> **The problem**: Set down the data below once more, precisely as it reads.

> **Data section**:
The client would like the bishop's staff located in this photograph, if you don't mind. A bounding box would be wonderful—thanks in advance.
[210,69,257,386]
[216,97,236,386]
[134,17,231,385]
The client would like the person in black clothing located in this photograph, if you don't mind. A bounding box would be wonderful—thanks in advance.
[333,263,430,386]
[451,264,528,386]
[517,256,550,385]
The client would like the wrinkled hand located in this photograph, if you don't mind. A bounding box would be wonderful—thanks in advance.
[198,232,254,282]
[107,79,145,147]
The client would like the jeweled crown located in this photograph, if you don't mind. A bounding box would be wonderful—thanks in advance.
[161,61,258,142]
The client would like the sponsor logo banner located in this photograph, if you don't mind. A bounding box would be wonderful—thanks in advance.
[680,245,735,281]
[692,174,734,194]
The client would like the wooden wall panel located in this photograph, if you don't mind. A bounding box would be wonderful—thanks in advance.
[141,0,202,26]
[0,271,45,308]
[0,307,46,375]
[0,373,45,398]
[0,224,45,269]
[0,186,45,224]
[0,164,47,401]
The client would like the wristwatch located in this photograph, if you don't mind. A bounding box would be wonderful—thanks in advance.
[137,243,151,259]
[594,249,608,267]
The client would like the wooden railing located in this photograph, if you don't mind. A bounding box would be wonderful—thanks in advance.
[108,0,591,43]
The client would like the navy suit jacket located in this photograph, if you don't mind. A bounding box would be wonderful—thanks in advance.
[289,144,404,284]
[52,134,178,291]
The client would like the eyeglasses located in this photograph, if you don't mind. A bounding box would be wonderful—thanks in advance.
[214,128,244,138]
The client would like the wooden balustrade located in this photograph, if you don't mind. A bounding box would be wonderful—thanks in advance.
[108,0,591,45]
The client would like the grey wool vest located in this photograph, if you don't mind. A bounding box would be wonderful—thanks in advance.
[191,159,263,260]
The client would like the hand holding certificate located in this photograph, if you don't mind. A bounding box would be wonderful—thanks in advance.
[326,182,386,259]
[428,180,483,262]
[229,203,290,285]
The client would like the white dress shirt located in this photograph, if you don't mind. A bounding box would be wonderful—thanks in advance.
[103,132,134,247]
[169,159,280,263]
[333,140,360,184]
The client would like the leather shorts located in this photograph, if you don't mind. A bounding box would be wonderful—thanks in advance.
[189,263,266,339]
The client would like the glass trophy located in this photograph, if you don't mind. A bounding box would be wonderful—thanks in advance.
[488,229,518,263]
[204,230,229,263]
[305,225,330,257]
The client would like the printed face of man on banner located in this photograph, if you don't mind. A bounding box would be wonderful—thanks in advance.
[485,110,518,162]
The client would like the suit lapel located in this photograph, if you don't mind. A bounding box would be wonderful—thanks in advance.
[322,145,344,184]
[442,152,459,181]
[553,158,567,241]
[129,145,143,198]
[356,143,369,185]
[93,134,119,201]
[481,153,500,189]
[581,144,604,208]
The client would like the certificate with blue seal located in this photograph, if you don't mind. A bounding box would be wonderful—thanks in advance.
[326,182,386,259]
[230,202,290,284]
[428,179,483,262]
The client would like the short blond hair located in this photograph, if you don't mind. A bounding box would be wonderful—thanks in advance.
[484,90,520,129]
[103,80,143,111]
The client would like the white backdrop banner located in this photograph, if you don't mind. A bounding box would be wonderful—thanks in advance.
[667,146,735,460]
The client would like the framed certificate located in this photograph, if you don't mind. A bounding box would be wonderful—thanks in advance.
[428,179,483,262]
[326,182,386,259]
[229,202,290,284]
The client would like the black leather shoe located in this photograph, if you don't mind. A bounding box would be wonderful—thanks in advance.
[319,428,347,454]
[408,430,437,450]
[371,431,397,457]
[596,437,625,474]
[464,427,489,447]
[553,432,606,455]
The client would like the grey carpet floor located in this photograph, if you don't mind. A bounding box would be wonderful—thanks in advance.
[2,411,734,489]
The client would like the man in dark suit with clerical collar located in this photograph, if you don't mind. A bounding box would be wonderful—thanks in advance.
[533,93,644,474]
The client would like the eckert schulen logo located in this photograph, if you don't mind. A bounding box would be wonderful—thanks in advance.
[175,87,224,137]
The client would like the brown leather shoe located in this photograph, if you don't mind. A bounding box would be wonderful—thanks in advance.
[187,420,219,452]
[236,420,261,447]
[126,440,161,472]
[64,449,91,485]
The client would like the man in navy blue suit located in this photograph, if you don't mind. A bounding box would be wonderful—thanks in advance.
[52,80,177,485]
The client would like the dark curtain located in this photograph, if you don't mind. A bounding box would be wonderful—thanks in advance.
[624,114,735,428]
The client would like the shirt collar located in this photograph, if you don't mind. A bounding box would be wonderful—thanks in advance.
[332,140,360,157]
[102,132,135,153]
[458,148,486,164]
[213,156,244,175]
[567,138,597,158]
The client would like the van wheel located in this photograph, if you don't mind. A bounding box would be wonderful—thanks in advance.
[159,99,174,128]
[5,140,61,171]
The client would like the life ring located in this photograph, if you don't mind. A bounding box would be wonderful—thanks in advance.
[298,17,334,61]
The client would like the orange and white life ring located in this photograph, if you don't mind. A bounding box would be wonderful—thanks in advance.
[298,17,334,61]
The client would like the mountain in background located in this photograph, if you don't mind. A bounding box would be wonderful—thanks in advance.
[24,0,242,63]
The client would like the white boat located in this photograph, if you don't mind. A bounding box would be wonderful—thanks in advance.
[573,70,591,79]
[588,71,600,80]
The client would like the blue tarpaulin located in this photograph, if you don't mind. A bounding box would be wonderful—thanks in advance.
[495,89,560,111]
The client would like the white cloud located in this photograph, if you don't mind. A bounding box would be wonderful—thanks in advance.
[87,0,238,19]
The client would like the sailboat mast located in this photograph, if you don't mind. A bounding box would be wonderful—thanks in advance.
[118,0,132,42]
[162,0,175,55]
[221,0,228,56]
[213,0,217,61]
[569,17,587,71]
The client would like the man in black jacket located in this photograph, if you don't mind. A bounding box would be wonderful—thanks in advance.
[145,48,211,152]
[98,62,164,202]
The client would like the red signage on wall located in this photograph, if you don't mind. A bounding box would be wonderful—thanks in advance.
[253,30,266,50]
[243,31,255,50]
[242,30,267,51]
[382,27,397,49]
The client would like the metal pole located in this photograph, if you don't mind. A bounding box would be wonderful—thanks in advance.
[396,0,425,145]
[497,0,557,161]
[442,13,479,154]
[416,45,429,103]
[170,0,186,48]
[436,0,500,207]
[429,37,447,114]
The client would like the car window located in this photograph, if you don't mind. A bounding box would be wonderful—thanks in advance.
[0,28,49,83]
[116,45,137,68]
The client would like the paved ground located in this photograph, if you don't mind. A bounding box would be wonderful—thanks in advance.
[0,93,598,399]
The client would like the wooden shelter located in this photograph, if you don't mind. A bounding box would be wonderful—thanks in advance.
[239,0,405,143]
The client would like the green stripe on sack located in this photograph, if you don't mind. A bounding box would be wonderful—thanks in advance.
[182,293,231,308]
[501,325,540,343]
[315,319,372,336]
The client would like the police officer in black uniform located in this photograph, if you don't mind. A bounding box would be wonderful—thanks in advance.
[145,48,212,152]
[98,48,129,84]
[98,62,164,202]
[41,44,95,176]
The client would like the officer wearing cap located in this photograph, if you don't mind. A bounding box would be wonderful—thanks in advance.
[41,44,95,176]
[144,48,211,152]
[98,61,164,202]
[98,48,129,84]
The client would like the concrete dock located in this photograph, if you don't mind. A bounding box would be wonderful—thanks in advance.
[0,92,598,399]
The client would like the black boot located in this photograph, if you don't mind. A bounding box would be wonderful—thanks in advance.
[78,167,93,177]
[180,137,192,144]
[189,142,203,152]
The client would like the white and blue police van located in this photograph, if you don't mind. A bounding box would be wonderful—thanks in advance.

> **Written answer**:
The client would like the bishop's staff located in this photograph, if you don't mind. A bounding box would be wonderful—thanks in advance.
[210,69,257,386]
[216,97,236,386]
[134,17,231,385]
The client would like the person in black clothing located in this photograph, if you don't mind. A bounding box would be wonderful—thanks in advance.
[333,263,430,386]
[451,264,528,386]
[517,256,550,385]
The client would like the wrinkled hand located in this photograph, if you don't mind. A bounding box would be wonderful—thanks in advance.
[198,232,254,282]
[107,79,145,147]
The client would like the jeweled crown located in this photograph, if you don't mind. A bounding box would be wonderful—thanks in advance.
[161,61,258,142]
The client would like the sponsor logo banner located in this photograph, if you don't mind. A bounding box would be wonderful—thanks in advance.
[680,245,735,281]
[692,174,734,194]
The client would like the wooden wall panel located in this photograph, if you don't mind. A bounding box would be wonderful—thanks in advance.
[141,0,202,26]
[0,271,45,308]
[0,307,46,375]
[0,373,45,398]
[0,224,45,269]
[0,186,45,224]
[0,164,47,401]
The client would like the wristwatch located in this photograph, if you don't mind. A bounding box would be wonderful—thanks in advance.
[137,243,151,259]
[594,249,608,267]
The client would like the wooden railing located in this photograph, if you don't mind. A bounding box would be wonderful—thanks in advance.
[108,0,591,43]
The client would like the navy suit jacket located in this photograph, if you don't mind. A bounding box would be wonderful—thanks in advance.
[289,144,404,284]
[52,134,178,291]
The client would like the eyeglasses located in this photograph, if you don't mind. A bounding box would be wonderful—thanks in advance.
[214,128,244,138]
The client would like the wooden balustrade located in this photograph, if you don't mind. A bounding box would be wonderful—thanks in advance.
[108,0,591,45]
The client would like the grey wool vest located in this photograph, if you don't mind. A bounding box would be wonderful—thanks in advance.
[191,159,263,260]
The client would like the hand holding certificate located in this photograph, if you don't mind. A bounding box would be wonderful—thanks in advance.
[326,182,386,259]
[428,180,483,262]
[229,203,290,285]
The client would like the white dress shirt located in this photograph, if you don't mind. A bounding box would be wonderful—thanks in advance.
[103,132,134,247]
[169,159,280,263]
[333,140,360,184]
The client would like the leather shorts located in this photograph, if you don't mind. A bounding box would be wonderful—thanks in advance.
[189,263,266,339]
The client would like the glass trophy located in this photograph, if you don't mind. A bounding box would be wonderful—thanks in advance.
[488,229,518,263]
[204,230,229,263]
[305,225,330,257]
The client would like the printed face of man on banner located in this photograph, if you don't mind. A bounding box would be wonderful—thanks in advance.
[485,110,518,162]
The client would like the suit lapel located in this photograph, if you don't mind. A bounding box would be wonderful—thanks in advance.
[322,145,344,184]
[442,152,459,181]
[553,158,567,241]
[129,145,143,198]
[356,143,369,185]
[93,134,119,201]
[481,153,500,189]
[581,144,604,208]
The client would like the certificate with blue seal located in this photograph, if you don't mind. A bounding box would be wonderful—thanks in advance.
[326,182,386,259]
[230,202,290,284]
[428,179,483,262]
The client would like the short blond hair located in this photograph, if you don't mind. A bounding box would be wonderful—thanks in advance.
[484,90,520,129]
[103,80,143,111]
The client would like the white backdrop banner located in this photograph, if you don't mind. A bounding box would be wonderful—thanks in advance.
[667,146,735,460]
The client would like the framed certificate located in this photograph, if you don't mind. A bounding box would be wonderful—thanks in advance.
[428,179,483,262]
[326,182,386,259]
[229,202,290,284]
The client would like the black leather shoe located in this photograph, if you don't mind. A bounding box would be wonderful—thanks in advance.
[319,428,347,454]
[408,430,437,450]
[371,431,397,457]
[596,437,625,474]
[464,427,489,447]
[553,432,606,455]
The client would like the grey carpet floor located in this photograph, if you don't mind. A bounding box would be wonderful—thanks in advance.
[2,411,734,489]
The client would like the man in dark suit with clerical collar located in this photograph, if you don't mind. A bounding box would be wonderful—thanks in advance.
[533,93,644,474]
The client would like the eckert schulen logo located in this photograph, if you don't mind. A bounding box would be wonderful—thanks in advance.
[175,87,224,137]
The client would like the brown leather shoe located in this photograph, if you don't mind. A bounding box would be wonderful—thanks in advance.
[187,420,219,452]
[236,420,261,447]
[126,440,161,472]
[64,449,91,485]
The client would like the man in navy blue suit located in this photograph, if you don't mind. A bounding box would be wonderful—thanks in advance.
[52,80,177,485]
The client would like the dark curtain located in this photograph, if you don't mind. A bounding box would be wonderful—thanks in advance.
[624,114,735,428]
The client would like the shirt collar located in this photograph, if you don't mind. A bounding box would be wonderful—thanks in advance.
[332,140,360,157]
[102,132,135,153]
[458,148,486,164]
[213,156,244,175]
[567,138,597,158]
The client would like the van wheel located in this photograph, if you don't mind. A bounding box would be wonderful—thanks in advance.
[159,99,174,128]
[5,140,61,171]
The client would like the life ring located in this photograph, if you don't mind. A bounding box would be wonderful—thanks in advance.
[298,17,334,61]
The client would like the orange and white life ring located in this photograph, if you don't mind. A bounding box would be wonderful—thanks in advance.
[298,17,334,61]
The client would like the mountain in background located in this photograph, if you don't mind. A bounding box would be wonderful—thanks in advance.
[24,0,242,63]
The client would like the white boat located in this photograph, if you don't mind. A bounding box would be wonderful—thanks in advance.
[573,70,591,79]
[588,71,600,80]
The client would like the blue tarpaulin located in this photograph, if you don't mind. A bounding box would be wonderful—thanks in advance.
[495,89,560,111]
The client would like the white cloud located in this photograph, if you don't mind. A bounding box would be wonderful—thanks in advance.
[87,0,238,19]
The client would like the sailboat mast located in this photograph, if you don't mind. A bounding box would be wonderful—thanks in advance.
[118,0,132,42]
[162,0,175,55]
[221,0,228,56]
[213,0,217,61]
[569,17,587,71]
The client would like the man in black jacket located in this photograph, if you don't mind. A bounding box would be wonderful—thanks in advance.
[145,48,211,152]
[98,62,164,202]
The client would like the red signage on wall located in this photograph, if you don't mind. A bounding box would be wonderful—thanks in advance.
[253,30,266,50]
[243,31,255,50]
[242,30,267,51]
[382,27,397,49]
The client would like the metal pole located in this photograph, if you don't mind. A bounding box would be wonderful—thanks in advance.
[396,0,425,145]
[497,0,557,161]
[442,13,479,154]
[416,45,429,103]
[170,0,186,48]
[436,0,500,207]
[429,37,447,114]
The client would like the car window located in this photograph, if you don't mind. A bounding box would be wonderful—thanks in advance.
[0,28,49,83]
[116,45,137,68]
The client would like the paved ground located in this photograph, if you don't mind. A bounding box would be wonderful—thanks in advance.
[0,93,598,399]
The client would like the wooden shelter located in this photograph, if you don't mind. A bounding box would be wonderful—thanks in advance.
[239,0,405,143]
The client would like the green stripe on sack located in this photograph, if you don't mind. A bounding box would be wonderful—thanks in advance.
[182,293,231,308]
[501,325,540,343]
[315,319,372,336]
The client would like the police officer in black uniform located in this photograph, if you don't mind. A bounding box would be wonderful—thanks in advance.
[145,48,212,152]
[98,48,129,84]
[98,62,164,202]
[41,44,95,176]
The client would like the officer wearing cap located in this photograph, if you don't mind. A bounding box would be wonderful—thanks in advance.
[41,44,95,176]
[144,48,211,152]
[98,61,164,202]
[98,48,129,84]
The client would like the concrete dock located in this photograph, if you don't mind. A bounding box would be wonderful—thanks in advance.
[0,92,598,399]
The client would like the black boot located in this photograph, if you don't mind. A bounding box would be wonderful—thanks in advance.
[78,167,93,177]
[180,137,192,144]
[189,142,203,152]
The client would like the white and blue police van located in this photograph, if you don't mind. A bounding box would be wonderful—thanks in advance.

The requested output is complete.